── RECORDS FOR THE TASK ──

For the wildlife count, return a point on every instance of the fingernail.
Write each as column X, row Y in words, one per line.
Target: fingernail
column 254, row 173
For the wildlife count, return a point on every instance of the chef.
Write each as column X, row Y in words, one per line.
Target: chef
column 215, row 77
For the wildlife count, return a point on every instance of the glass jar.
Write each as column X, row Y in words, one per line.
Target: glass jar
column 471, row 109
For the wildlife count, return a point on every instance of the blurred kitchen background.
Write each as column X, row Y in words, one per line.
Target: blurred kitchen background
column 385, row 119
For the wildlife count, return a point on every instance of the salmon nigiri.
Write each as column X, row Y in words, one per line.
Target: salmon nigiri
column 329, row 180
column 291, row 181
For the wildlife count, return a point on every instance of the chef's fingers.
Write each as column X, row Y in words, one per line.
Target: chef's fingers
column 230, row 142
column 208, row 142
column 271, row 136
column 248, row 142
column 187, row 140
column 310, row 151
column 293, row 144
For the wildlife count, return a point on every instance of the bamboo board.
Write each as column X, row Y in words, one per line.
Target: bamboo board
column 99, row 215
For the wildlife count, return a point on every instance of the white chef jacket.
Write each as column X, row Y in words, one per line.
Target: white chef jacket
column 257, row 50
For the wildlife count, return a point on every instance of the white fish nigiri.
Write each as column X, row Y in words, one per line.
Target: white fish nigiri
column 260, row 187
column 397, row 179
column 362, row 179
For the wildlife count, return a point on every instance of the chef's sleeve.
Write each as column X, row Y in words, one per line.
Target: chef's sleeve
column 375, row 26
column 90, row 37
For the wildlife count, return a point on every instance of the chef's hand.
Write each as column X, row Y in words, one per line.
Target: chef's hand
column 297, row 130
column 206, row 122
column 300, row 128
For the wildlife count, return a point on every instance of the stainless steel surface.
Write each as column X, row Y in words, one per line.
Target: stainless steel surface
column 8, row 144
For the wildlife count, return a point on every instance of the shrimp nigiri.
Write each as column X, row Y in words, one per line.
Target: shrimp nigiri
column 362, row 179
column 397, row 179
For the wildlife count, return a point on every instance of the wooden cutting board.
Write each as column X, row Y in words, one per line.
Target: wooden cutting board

───

**ASSIGNMENT**
Sift the material for lines that include the word "wooden", and copy each one.

**SOLUTION TO THIS EXERCISE**
For the wildlife count, return a point on every instance of the wooden cutting board.
Target: wooden cutting board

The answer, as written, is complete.